Coordinate annotation entries
===

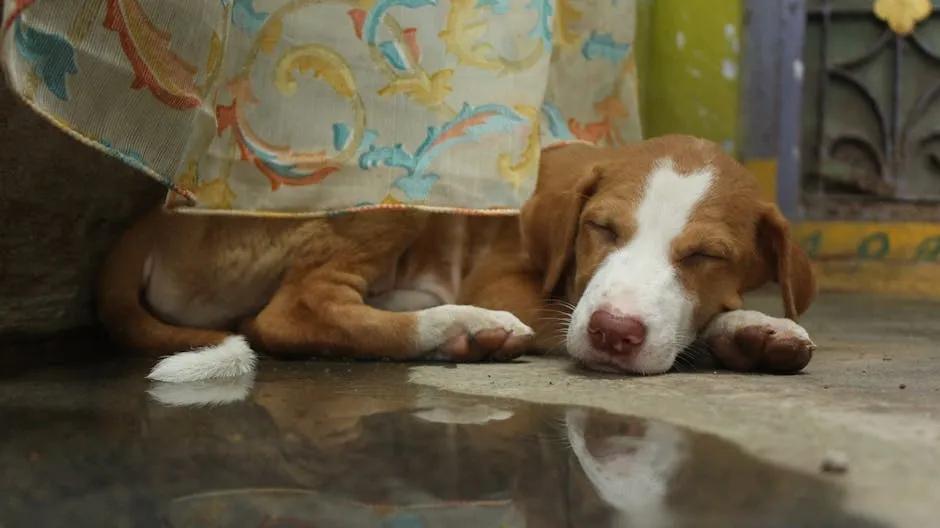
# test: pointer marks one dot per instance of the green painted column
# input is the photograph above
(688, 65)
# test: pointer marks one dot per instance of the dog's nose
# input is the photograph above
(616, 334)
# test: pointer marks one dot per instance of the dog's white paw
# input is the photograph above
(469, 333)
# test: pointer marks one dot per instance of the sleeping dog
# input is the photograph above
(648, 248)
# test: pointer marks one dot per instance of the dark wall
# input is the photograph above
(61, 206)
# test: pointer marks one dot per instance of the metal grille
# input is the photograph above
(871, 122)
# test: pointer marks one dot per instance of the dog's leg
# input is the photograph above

===

• [Written request] Repeat word for word the lines running from the line containing "the dog's nose" to the end of the entries above, inclusive.

• [Result for this task]
# test: pointer marks one dot per instance of the dog's nose
# input is the photograph above
(616, 334)
# test: pointer marks one dot per instance of the dog's white paw
# input is the photograph above
(469, 333)
# test: pointer marks one dot per instance of the sleeping dog
# input is the photograph above
(648, 248)
# test: pointer marks one dot per instance of the dark wall
# input is the photograph above
(61, 206)
# test: pointer marks one dot per instance of the metal grille
# input is the photograph above
(871, 122)
# test: pointer marks one dot per instance of the dog's leg
# input is the photograph above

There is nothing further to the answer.